TASK REQUIREMENTS: Select each line below that contains the word "ground", and copy those lines.
-- BEGIN DATASET EXTRACT --
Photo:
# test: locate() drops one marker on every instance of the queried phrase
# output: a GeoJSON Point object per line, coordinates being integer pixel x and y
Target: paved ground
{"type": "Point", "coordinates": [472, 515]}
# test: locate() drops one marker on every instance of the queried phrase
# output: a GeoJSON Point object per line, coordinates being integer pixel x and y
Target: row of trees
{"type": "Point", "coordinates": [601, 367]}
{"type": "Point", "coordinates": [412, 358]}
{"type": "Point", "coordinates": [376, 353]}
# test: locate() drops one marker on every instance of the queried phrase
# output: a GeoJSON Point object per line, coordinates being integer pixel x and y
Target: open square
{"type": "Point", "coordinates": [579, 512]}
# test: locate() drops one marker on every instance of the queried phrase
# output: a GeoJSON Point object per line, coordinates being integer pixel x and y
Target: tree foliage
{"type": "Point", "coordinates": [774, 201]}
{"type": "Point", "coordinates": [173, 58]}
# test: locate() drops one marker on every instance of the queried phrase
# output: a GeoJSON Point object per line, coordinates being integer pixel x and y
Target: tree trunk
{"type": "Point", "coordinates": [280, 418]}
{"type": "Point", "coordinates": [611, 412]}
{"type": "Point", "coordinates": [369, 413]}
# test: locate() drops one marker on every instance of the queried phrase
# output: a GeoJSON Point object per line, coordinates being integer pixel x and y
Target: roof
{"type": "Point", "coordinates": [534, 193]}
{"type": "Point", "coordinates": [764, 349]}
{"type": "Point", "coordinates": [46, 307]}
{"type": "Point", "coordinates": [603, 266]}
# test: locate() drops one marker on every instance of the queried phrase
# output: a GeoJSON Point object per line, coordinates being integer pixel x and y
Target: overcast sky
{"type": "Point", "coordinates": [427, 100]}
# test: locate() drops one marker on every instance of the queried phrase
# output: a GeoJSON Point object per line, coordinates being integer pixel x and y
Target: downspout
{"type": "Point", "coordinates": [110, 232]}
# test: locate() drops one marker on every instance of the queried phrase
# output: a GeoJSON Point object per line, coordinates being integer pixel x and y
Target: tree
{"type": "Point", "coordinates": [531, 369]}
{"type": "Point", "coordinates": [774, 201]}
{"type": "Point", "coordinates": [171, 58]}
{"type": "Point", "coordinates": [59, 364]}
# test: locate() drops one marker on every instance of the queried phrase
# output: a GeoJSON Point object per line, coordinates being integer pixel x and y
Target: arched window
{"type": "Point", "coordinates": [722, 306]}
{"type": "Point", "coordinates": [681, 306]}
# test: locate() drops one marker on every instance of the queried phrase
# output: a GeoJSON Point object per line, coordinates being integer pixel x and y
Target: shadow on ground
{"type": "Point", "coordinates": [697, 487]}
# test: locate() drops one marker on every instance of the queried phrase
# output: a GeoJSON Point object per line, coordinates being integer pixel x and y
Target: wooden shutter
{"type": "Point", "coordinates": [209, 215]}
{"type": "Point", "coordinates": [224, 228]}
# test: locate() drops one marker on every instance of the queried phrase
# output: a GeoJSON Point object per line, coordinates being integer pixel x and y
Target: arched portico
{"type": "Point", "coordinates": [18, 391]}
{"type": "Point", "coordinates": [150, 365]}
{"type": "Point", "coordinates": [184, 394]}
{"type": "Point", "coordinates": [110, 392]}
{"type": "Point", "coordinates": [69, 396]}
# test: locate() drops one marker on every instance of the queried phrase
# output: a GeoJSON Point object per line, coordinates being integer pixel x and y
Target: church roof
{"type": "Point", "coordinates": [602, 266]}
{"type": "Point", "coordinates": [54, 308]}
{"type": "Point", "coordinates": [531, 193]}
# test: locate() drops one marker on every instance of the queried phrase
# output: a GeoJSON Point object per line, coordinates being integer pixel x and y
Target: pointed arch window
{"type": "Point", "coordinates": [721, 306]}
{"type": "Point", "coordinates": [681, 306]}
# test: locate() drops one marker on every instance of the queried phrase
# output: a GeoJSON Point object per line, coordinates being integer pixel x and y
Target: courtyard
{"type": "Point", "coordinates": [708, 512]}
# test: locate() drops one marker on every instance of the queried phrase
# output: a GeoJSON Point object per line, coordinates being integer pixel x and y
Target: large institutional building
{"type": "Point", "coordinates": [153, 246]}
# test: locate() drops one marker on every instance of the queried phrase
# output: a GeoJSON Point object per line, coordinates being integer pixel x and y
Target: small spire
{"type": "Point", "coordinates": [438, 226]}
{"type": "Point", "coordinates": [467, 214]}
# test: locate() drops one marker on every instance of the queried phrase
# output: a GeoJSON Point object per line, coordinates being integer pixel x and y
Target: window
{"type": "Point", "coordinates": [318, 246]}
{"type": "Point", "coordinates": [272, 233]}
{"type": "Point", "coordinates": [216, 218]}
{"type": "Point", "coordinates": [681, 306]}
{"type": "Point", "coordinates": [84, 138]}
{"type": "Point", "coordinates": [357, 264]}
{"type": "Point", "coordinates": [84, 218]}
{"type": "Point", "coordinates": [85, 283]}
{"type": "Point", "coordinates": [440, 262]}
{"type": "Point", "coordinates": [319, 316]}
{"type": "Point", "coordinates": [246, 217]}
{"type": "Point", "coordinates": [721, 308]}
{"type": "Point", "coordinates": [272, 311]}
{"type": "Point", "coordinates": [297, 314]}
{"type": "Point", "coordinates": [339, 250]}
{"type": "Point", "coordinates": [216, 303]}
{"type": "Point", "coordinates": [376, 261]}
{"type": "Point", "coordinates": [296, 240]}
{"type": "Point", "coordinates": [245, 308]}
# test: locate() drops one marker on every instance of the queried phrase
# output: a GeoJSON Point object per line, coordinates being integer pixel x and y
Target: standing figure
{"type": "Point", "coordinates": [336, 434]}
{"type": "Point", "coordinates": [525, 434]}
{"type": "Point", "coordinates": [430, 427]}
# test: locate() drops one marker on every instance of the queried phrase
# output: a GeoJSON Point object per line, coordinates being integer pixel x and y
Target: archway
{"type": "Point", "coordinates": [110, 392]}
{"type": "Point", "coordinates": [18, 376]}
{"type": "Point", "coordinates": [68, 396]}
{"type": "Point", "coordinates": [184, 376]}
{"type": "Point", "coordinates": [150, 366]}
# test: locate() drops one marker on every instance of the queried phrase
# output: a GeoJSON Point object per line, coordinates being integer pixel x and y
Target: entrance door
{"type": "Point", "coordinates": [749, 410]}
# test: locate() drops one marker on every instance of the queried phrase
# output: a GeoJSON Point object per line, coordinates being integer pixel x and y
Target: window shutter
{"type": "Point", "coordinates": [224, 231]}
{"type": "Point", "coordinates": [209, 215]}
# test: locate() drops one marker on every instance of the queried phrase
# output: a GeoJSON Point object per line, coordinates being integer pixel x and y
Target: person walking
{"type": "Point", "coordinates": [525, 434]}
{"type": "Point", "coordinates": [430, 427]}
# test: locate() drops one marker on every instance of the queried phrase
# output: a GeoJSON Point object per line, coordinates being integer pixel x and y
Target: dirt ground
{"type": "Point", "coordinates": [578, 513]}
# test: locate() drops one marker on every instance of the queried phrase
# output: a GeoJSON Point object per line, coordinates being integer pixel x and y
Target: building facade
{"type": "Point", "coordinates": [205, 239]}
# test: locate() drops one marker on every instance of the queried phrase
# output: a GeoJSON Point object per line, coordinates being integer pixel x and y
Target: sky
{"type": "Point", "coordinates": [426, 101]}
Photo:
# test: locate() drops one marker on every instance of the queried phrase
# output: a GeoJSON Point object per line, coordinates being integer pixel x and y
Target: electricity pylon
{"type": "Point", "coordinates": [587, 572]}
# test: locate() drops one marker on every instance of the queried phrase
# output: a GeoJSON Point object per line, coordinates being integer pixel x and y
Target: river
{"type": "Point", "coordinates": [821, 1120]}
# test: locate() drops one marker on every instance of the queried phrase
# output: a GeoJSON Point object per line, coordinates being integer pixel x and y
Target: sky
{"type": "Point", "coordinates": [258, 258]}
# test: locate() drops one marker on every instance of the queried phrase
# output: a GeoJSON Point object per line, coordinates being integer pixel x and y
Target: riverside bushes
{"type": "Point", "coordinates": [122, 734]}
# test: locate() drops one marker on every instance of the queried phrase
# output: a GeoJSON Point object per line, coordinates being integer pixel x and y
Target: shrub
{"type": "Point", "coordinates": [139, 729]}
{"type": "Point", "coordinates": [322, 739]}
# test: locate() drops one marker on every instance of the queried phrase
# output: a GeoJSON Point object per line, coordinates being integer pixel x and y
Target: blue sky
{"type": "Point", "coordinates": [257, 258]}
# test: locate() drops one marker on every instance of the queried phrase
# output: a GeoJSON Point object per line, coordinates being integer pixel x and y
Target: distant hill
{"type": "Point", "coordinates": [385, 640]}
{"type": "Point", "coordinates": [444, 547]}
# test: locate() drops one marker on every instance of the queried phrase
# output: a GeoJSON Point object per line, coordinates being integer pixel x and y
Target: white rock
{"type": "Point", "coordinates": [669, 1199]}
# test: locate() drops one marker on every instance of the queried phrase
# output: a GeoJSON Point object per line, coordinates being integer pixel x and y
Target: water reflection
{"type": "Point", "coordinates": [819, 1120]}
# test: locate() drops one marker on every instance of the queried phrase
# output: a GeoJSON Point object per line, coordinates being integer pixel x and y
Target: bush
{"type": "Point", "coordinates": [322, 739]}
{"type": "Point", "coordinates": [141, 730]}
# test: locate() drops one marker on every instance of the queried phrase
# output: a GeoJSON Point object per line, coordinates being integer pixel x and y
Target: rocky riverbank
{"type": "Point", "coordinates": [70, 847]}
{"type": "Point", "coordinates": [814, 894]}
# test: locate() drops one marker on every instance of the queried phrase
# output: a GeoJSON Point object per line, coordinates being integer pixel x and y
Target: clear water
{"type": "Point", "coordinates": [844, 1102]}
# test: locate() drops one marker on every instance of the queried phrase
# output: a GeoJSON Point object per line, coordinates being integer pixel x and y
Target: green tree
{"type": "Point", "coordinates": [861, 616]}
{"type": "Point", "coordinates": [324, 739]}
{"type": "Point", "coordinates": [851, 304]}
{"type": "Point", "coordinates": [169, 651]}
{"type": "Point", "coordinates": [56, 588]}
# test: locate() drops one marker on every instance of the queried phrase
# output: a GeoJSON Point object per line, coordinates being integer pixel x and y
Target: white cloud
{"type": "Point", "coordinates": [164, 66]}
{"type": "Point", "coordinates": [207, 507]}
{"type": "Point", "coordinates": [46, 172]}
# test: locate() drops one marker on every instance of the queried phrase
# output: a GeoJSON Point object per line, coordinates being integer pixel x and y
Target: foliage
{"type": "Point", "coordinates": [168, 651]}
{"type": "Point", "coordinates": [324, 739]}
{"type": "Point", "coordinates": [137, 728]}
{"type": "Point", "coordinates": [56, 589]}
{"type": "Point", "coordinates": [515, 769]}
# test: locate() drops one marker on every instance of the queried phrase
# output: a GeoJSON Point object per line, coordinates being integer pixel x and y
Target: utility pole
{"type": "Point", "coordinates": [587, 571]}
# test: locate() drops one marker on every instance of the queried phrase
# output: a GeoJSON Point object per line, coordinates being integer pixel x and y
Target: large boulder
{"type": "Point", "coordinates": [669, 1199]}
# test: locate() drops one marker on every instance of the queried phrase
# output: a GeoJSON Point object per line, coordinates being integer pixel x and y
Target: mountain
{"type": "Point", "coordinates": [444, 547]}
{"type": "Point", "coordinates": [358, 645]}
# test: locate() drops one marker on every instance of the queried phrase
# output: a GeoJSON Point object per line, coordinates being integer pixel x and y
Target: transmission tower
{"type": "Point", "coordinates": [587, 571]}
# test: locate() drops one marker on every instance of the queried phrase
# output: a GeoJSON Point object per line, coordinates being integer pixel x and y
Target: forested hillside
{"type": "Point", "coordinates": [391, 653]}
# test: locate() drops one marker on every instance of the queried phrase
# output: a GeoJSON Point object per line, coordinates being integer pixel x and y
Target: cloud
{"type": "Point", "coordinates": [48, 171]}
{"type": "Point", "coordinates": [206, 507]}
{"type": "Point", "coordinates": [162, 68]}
-- END DATASET EXTRACT --
WORKED SOLUTION:
Target: paved ground
Target: shadow on ground
Target: dirt ground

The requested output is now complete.